### [Texte fourni]
Olivier Véran et Cédric O, respectivement ministre de la santé et secrétaire d’Etat au numérique, ont affirmé récemment dans une interview accordée au Monde, réfléchir au développement de l’application StopCovid pour smartphone destinée à « limiter la diffusion du virus en identifiant des chaînes de transmission ». Même si le gouvernement affirme n’en être qu’à la phase exploratoire, il s’agit d’un premier pas significatif vers le pistage numérique des malades, communément appelé tracking, en vue de lutter contre la pandémie du Covid19.
Ces méthodes de tracking sont clairement inspirées des technologies déployées très rapidement par un certain nombre de pays asiatiques pour lutter contre la diffusion du virus. La Chine, la Corée du Sud, Taïwan ou Singapour ont utilisé les coordonnées GPS (Global Positioning System) de leurs habitants et/ou la reconnaissance faciale pour lutter contre le virus. Par exemple, en Corée du sud, le gouvernement utilise la géolocalisation : un habitant peut recevoir un SMS l’informant qu’il a croisé, tel jour à telle heure, un porteur du Covid-19. A Taïwan, un système alerte les autorités si un individu en quarantaine éteint son téléphone ou semble se déplacer.
Il faut remarquer que l’évolution de la position du gouvernement sur le sujet du tracking a été spectaculaire. S’il n’était pas question de telles technologies au début de la crise, le mardi 24 mars, le gouvernement mettait en place un nouveau comité qui devait se pencher sur l’opportunité d’une stratégie numérique d’identification des personnes ayant été au contact de personnes infectées. Le ton était cependant encore très mesuré, affirmant “qu’aucune initiative plus avancée n’a, à ce stade, été prise par le gouvernement”. Aujourd’hui, soit quelques jours après, il s’agit d’un dispositif qui sera clairement déployé par les autorités, et qui semble être en tête de liste des préoccupations du gouvernement.

### [Tâches à réaliser]
• 1. Réécrivez plus brièvement le paragraphe du texte sur StopCovid qui commence par « Ces méthodes de tracking », en conservant ses faits principaux.
• 2. Écrivez la suite du texte sur l'application StopCovid, à partir de sa dernière phrase.

Descriptions d'objets en texte libre
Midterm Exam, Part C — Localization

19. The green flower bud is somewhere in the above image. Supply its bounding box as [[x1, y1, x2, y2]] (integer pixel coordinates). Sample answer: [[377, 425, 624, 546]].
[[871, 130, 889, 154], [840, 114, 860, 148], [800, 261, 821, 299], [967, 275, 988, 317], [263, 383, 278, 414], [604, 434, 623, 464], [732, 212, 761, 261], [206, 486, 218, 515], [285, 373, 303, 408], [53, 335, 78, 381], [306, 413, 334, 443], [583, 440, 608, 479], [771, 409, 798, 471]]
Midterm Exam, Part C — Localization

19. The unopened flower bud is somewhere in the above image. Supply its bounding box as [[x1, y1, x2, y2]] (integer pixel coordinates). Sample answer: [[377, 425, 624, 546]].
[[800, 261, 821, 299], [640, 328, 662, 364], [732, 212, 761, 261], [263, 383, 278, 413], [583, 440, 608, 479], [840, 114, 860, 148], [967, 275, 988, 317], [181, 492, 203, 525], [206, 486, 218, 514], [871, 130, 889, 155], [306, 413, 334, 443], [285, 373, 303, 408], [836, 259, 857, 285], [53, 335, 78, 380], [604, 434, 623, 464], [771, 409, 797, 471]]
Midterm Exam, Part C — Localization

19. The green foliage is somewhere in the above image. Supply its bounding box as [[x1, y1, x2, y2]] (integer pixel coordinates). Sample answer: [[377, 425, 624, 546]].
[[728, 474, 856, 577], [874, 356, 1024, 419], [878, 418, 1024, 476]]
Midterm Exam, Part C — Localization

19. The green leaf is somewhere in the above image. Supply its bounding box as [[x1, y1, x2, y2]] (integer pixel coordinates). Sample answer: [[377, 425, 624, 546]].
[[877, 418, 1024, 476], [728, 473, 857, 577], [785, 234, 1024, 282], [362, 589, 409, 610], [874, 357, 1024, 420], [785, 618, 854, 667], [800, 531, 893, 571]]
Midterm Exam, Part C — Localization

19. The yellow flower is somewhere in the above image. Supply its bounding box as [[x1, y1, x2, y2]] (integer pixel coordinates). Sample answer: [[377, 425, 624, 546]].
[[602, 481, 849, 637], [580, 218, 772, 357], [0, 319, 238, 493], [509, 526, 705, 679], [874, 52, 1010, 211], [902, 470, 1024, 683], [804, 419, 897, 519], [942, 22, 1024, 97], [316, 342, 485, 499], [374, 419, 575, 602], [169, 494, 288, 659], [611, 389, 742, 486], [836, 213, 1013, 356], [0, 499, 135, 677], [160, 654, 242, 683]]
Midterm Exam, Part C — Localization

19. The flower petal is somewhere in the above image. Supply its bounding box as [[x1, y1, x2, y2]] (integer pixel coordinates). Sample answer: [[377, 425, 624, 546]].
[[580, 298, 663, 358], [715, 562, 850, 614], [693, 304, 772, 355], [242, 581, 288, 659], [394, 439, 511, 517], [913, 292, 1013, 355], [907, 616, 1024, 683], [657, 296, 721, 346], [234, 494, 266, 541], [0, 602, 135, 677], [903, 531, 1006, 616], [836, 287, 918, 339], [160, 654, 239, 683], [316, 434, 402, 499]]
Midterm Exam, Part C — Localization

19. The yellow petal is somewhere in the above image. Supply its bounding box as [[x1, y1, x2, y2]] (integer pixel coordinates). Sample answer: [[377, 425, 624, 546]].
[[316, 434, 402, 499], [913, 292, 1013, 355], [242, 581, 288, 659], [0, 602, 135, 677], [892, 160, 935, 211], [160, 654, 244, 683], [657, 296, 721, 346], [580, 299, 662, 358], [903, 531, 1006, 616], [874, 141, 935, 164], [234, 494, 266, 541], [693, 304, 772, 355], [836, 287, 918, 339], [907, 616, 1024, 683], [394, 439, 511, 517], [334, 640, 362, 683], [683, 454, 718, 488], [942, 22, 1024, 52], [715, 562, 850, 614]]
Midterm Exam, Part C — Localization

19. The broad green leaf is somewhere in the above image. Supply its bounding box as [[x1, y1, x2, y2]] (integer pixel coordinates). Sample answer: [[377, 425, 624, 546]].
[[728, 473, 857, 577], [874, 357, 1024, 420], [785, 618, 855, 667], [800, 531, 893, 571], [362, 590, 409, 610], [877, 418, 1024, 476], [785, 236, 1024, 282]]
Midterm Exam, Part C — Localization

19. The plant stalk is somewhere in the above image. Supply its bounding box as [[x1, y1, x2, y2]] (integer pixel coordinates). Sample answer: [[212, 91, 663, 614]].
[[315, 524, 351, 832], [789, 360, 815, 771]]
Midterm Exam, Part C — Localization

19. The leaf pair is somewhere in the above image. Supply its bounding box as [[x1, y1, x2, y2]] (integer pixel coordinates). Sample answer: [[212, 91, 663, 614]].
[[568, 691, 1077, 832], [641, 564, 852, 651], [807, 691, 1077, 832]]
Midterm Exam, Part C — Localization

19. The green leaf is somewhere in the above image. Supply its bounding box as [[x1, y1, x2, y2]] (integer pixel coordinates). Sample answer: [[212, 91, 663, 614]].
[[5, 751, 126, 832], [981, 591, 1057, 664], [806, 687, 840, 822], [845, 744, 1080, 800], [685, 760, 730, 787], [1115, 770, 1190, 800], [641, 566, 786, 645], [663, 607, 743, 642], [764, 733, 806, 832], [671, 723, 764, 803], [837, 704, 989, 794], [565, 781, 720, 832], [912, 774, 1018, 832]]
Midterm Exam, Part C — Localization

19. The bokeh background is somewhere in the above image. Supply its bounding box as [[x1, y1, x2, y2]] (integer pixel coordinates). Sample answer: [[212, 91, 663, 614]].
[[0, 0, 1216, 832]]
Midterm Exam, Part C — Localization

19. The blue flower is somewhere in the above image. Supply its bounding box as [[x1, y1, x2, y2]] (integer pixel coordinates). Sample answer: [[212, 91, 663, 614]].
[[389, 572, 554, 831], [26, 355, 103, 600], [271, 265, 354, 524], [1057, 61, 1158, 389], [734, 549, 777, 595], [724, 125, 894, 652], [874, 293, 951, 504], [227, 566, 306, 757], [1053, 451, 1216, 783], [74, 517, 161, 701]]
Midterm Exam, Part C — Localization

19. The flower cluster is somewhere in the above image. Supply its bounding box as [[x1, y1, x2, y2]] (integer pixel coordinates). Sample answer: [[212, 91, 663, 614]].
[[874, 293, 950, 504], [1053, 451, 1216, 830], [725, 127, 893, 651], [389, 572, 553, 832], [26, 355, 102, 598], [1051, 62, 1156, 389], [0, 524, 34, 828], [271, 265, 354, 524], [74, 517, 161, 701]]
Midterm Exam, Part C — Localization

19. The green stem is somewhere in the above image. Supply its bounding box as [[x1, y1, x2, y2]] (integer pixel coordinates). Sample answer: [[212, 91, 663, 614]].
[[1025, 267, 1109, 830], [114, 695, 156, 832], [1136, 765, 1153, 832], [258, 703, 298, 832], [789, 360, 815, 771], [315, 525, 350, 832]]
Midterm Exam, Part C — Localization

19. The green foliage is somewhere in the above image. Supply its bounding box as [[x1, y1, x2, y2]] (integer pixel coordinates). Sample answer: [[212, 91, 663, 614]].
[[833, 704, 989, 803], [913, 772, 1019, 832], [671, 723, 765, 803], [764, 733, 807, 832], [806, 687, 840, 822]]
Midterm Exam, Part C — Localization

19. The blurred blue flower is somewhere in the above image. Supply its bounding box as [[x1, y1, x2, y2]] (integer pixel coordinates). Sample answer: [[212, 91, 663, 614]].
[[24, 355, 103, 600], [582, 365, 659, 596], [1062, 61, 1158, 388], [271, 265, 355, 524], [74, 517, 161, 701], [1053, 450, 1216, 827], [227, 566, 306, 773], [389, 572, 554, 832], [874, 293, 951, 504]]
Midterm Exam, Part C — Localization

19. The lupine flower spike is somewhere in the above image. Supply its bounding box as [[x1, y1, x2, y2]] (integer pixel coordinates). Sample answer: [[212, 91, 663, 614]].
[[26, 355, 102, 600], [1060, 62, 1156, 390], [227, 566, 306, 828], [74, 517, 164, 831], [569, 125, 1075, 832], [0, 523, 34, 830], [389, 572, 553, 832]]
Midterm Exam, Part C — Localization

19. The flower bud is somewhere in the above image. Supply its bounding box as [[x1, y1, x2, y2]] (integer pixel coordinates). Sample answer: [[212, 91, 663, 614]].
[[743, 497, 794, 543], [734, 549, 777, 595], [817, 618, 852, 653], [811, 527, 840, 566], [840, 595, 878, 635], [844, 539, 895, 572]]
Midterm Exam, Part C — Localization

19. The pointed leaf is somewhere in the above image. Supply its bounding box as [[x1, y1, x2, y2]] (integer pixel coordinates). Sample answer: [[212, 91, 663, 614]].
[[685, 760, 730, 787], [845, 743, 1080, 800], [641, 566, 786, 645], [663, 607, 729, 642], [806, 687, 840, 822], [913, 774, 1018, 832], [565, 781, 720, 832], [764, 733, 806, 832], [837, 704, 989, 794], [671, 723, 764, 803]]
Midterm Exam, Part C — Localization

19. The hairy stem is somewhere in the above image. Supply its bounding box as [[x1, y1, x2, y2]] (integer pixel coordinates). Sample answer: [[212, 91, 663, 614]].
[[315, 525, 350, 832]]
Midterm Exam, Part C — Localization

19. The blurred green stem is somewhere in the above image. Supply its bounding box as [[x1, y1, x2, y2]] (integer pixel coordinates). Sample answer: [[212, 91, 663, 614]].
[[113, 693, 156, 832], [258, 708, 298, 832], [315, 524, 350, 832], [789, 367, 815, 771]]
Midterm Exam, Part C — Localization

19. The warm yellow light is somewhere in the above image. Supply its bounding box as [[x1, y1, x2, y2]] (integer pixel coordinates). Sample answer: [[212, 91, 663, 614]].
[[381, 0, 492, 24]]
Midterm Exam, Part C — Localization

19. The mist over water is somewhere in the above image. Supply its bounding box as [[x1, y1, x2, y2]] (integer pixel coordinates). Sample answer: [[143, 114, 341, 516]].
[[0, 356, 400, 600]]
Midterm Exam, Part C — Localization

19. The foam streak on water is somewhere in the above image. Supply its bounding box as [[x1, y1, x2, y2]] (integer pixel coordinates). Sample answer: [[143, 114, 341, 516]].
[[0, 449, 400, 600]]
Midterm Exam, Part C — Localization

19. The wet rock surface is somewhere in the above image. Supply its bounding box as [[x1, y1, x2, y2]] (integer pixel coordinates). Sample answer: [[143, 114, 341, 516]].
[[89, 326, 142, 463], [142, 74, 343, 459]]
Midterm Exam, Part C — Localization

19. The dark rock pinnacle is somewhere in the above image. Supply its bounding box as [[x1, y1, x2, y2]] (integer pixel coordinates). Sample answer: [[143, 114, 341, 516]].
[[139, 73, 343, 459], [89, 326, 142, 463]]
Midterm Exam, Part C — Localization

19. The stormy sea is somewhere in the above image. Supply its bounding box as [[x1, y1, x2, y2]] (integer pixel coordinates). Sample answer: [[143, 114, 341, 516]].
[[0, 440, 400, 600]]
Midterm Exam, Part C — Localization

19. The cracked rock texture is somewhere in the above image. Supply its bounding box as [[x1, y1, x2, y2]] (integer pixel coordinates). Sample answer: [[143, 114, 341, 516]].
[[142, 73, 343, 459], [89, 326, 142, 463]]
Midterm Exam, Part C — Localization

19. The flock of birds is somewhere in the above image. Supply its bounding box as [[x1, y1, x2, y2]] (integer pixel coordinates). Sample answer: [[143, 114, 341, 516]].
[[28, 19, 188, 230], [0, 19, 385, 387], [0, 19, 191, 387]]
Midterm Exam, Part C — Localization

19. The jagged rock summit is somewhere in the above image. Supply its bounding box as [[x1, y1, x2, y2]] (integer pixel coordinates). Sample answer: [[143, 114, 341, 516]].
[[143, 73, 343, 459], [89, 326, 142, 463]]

### [Vos réponses]
• 1. Ces méthodes de tracking s'inspirent des technologies que plusieurs pays asiatiques ont vite déployées contre le virus. La Chine, la Corée du Sud, Taïwan et Singapour ont utilisé les coordonnées GPS de leurs habitants et/ou la reconnaissance faciale. En Corée du Sud, grâce à la géolocalisation, un habitant peut recevoir un SMS lui indiquant qu'il a croisé un porteur du Covid-19, avec le jour et l'heure. À Taïwan, les autorités sont alertées si une personne en quarantaine éteint son téléphone ou semble se déplacer.

• 2.
Face à ces évolutions très rapides quant à l’utilisation des nouvelles technologies et des données des habitants pour faire face à la pandémie, il convient plus que jamais de garder la tête froide. Les cadres juridiques français et européen posent un certain nombre d’exigences en termes d’utilisation des données et de respect de la vie privée, que le sentiment d’urgence et de panique face à la diffusion du Covid19 ne doit pas nous faire oublier. En effet, comme l’exprime Martin Drago, juriste en droit du numérique à la Quadrature du Net : « Quand on observait la Chine il y a un mois, on se disait : jamais chez nous. A présent, on reproduit les méthodes des drones et du confinement. Le risque est de pallier par la surveillance d’autres déficiences, comme le sous-investissement dans l’hôpital ou les défaillances en matériel de protection… Avec un risque de banalisation et de pérennisation ». L’association, bien que connue pour ses positions tranchées sur ces sujets, pointe ici un risque bien réel.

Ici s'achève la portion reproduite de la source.